Passage provided:
----------------

Processing uploaded files as they're being uploaded

hubertlepicki · June 22, 2023, 11:06am

I have a service that allows for taking voice commands. These voice commands are being recorded through the browser, and are being sent to my Phoenix application.

Once I have the file, I am calling OpenAI Whisper APIs to get the transcription.

This works, but introduces a couple of seconds of lag that I could have avoided if I was smarter about uploading files.

Baiscally, instead of waiting for the Phoenix.Multipart to process the uploaded file fully and save it in the temporary file, I would love to start uploading the received file to Whisper APIs as soon as the first bytes of it hit the server.

Anyone can point me in the right direction?

----------------

Supplied records:

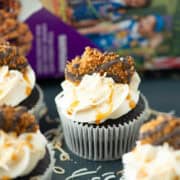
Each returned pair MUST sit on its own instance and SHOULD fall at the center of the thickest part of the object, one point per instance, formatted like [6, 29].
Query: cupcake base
[109, 140]
[35, 103]
[44, 169]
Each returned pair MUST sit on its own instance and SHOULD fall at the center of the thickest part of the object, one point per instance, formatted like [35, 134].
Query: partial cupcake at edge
[12, 30]
[100, 106]
[24, 151]
[18, 82]
[157, 153]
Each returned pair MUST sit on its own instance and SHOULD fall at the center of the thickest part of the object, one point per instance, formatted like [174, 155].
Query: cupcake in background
[24, 151]
[18, 82]
[100, 107]
[12, 30]
[157, 154]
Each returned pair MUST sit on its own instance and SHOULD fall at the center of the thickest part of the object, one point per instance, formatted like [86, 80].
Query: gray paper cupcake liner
[40, 108]
[102, 143]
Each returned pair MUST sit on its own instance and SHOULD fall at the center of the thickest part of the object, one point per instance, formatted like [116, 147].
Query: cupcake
[24, 151]
[157, 154]
[100, 106]
[17, 82]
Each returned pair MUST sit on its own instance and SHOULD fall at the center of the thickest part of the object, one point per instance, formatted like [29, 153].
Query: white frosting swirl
[15, 86]
[97, 98]
[19, 155]
[149, 162]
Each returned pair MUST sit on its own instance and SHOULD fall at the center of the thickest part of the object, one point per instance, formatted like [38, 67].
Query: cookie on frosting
[17, 120]
[121, 69]
[10, 56]
[10, 8]
[160, 130]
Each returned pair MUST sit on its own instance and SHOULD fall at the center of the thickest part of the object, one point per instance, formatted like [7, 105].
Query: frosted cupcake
[157, 154]
[17, 82]
[100, 107]
[24, 152]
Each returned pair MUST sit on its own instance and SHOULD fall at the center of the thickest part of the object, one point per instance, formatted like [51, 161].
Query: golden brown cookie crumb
[160, 130]
[10, 56]
[17, 120]
[93, 61]
[10, 7]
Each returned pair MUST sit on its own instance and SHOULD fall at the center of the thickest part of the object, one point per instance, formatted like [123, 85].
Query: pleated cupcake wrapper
[40, 108]
[102, 143]
[49, 171]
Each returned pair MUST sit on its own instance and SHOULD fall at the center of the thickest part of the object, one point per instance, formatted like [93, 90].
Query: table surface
[162, 94]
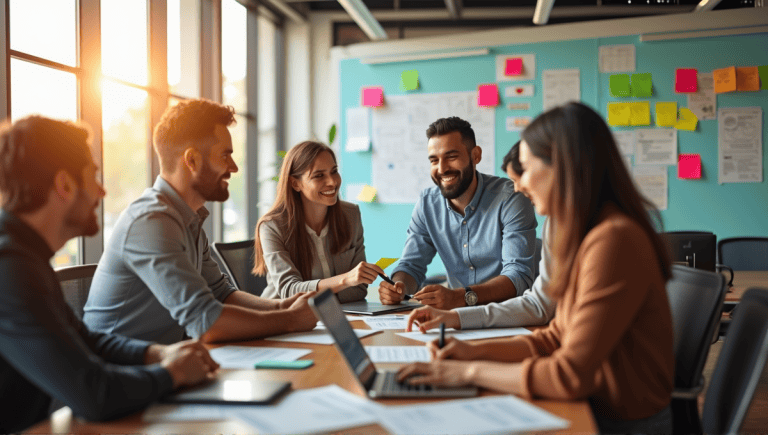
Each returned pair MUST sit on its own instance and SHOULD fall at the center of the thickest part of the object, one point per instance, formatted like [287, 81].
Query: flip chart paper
[385, 262]
[373, 97]
[488, 95]
[747, 79]
[619, 113]
[666, 114]
[689, 166]
[514, 66]
[640, 113]
[619, 85]
[409, 80]
[725, 79]
[642, 85]
[685, 80]
[687, 120]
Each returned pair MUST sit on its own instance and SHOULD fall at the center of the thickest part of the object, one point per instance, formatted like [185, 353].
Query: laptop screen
[327, 308]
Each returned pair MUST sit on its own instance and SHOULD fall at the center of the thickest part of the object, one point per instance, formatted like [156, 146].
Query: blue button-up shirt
[496, 236]
[156, 279]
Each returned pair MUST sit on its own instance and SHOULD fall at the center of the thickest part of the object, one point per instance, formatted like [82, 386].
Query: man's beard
[208, 185]
[465, 180]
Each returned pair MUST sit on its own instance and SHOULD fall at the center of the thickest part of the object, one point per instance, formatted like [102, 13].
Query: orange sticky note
[747, 79]
[488, 95]
[725, 79]
[373, 97]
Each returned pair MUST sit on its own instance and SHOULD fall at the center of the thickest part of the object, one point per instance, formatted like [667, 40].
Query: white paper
[703, 102]
[314, 410]
[625, 141]
[560, 86]
[653, 181]
[398, 354]
[656, 146]
[485, 415]
[740, 145]
[386, 322]
[244, 357]
[617, 58]
[473, 334]
[400, 162]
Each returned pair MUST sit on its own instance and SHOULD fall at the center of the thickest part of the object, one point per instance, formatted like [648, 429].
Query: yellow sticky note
[687, 120]
[640, 113]
[367, 194]
[385, 262]
[618, 113]
[666, 114]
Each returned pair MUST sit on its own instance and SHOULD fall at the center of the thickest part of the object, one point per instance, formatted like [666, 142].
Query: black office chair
[739, 366]
[236, 259]
[743, 253]
[75, 284]
[696, 300]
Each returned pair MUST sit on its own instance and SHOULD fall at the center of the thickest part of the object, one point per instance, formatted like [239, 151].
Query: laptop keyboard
[392, 386]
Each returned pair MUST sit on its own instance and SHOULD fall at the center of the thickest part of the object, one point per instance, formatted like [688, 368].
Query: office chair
[743, 253]
[236, 259]
[739, 366]
[695, 299]
[75, 284]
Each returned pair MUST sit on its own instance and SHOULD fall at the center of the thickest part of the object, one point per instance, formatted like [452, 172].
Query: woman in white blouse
[310, 240]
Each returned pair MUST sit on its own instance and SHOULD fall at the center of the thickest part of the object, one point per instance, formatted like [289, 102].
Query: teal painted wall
[728, 210]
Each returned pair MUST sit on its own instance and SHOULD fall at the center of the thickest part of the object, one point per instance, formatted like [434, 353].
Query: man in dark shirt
[49, 192]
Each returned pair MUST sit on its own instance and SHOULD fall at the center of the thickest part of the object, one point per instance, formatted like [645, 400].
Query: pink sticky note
[373, 97]
[514, 66]
[685, 80]
[689, 166]
[488, 95]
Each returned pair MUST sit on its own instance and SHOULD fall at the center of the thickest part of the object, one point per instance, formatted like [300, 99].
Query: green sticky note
[619, 85]
[642, 86]
[763, 72]
[409, 80]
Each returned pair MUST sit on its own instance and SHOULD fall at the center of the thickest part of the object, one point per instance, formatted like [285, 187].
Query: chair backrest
[743, 253]
[75, 284]
[237, 259]
[696, 300]
[739, 366]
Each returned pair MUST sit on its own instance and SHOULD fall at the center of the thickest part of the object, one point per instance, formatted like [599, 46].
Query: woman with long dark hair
[310, 240]
[611, 339]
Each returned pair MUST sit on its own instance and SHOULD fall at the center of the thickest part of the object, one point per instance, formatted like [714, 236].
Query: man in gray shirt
[156, 279]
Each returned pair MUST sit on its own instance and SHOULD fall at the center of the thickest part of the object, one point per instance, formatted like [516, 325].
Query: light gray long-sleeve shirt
[533, 307]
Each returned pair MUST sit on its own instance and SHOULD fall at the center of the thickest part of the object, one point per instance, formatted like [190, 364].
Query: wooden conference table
[329, 369]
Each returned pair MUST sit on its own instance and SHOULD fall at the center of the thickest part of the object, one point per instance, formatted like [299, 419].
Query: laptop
[377, 384]
[375, 308]
[230, 391]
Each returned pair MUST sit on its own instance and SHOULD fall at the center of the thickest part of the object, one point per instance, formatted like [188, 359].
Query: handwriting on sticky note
[685, 80]
[666, 114]
[619, 113]
[385, 262]
[687, 120]
[373, 96]
[488, 95]
[368, 194]
[747, 79]
[725, 79]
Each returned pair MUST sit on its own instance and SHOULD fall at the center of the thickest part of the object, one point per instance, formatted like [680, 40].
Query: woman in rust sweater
[611, 338]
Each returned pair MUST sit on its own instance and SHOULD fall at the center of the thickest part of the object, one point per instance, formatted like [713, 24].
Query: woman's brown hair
[589, 174]
[288, 213]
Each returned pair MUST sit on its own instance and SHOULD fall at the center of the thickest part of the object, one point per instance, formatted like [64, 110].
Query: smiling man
[157, 280]
[484, 232]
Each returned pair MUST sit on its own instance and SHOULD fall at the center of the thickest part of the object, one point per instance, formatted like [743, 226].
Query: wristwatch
[470, 297]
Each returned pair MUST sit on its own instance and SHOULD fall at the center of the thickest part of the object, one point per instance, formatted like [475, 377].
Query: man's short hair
[449, 125]
[188, 122]
[32, 151]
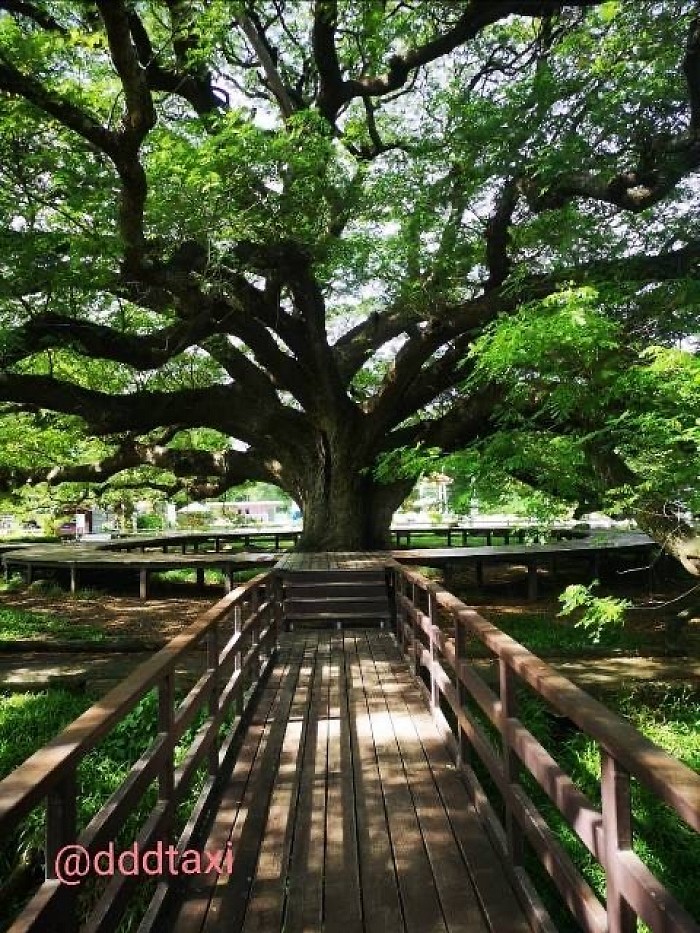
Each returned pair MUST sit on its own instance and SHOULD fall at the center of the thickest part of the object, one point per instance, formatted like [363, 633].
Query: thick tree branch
[478, 14]
[258, 41]
[13, 81]
[222, 470]
[226, 408]
[663, 163]
[195, 87]
[498, 235]
[31, 11]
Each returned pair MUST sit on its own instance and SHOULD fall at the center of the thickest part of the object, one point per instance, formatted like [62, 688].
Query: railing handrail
[30, 782]
[676, 783]
[631, 889]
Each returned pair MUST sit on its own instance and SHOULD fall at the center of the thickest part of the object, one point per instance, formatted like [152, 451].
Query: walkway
[345, 810]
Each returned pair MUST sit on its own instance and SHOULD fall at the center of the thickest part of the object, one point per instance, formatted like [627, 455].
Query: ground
[119, 615]
[641, 653]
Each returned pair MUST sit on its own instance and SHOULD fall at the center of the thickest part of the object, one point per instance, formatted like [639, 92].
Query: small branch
[262, 50]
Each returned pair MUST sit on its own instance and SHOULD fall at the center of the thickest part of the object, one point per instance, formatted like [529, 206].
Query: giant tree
[281, 228]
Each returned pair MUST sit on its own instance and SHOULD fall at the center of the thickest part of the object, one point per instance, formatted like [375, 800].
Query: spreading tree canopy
[312, 243]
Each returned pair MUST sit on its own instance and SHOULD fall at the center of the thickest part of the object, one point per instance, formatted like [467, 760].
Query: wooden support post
[278, 593]
[166, 772]
[213, 669]
[143, 583]
[617, 834]
[463, 749]
[433, 613]
[532, 588]
[414, 631]
[238, 660]
[61, 830]
[511, 762]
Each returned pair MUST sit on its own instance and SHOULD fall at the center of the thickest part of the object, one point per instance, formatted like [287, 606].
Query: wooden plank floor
[344, 809]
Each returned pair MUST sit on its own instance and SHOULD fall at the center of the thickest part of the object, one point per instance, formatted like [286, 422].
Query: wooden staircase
[322, 598]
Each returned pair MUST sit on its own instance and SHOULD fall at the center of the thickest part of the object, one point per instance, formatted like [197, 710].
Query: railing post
[511, 763]
[463, 750]
[238, 659]
[617, 835]
[256, 628]
[213, 670]
[433, 614]
[401, 611]
[61, 830]
[417, 643]
[278, 615]
[166, 715]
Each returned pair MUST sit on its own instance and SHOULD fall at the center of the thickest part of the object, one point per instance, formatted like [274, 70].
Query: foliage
[599, 614]
[17, 624]
[317, 246]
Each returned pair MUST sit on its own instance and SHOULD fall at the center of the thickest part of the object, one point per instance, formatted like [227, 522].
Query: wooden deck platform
[344, 808]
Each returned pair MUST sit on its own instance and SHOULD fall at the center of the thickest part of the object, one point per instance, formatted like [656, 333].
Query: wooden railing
[453, 684]
[234, 642]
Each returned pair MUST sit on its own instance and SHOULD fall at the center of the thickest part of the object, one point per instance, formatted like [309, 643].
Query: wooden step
[333, 590]
[311, 606]
[332, 576]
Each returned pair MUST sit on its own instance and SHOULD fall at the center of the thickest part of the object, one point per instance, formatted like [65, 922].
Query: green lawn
[17, 625]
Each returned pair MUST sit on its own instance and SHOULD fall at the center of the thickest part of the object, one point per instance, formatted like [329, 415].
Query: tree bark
[345, 508]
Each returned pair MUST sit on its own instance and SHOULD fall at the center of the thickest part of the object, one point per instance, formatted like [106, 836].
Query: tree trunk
[348, 510]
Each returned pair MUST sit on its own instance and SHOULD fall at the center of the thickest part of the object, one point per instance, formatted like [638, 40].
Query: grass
[541, 633]
[20, 625]
[29, 721]
[667, 715]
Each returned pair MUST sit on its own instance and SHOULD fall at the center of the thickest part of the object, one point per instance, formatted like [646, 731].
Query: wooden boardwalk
[345, 810]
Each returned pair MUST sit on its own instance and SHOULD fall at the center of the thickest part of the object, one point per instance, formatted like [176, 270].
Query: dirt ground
[175, 605]
[122, 616]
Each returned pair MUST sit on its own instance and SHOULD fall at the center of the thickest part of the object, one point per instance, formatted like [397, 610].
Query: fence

----------------

Using the information:
1. In the forum post about processing uploaded files, which service does the poster call to get a transcription of the voice commands?
2. Using the forum post about processing uploaded files, explain why the poster wants to start sending the file to Whisper as soon as the first bytes reach the server.
3. Pick up the forum post about processing uploaded files from the point where it stops.
You won't need the items to do this work.

Answer set:
1. The poster calls the OpenAI Whisper APIs.

2. Right now the app waits for Phoenix.Multipart to finish processing the upload and save it to a temporary file before calling Whisper. That adds a couple of seconds of lag, which the poster thinks could be avoided by streaming the file onward while it is still arriving.

3.
So far I figured I have the following options:

Disable Plug.Parsers.Multipart altogether for my specific request path, and instead start parsing the request in Phoenix controller and start uploading the file in chunks as I am reading it from input stream
Write a custom Cowboy handler to do the same above (would tie me to Cowboy)
Upload the file over Phoenix.Channel instead

Any other options? maybe there’s a ready to use solution / blog post that my google fu fails to find?

mtarnovan · June 22, 2023, 3:26pm

Maybe you could try writing a Whisper API adapter for minne (see also this post: Alternate :multipart plug parser - S3 storage instead of tmp/)

will work (I worked on a some code recently that replaces Plug.Parsers with a custom implementation that uploads to S3 on the fly, effectively a “streaming upload proxy”). You’ll probably still need to parse multipart requests, so you’ll probably end up copy pasting a lot from Parsers.Multipart
I don’t know much about this, but could work, and could be simpler (i.e. if you can just copy from socket to socket). If you do something like this, I’d love to see some code.

al2o3cr · June 22, 2023, 5:56pm

Does the Whisper API even start processing if you’re still streaming it an input file?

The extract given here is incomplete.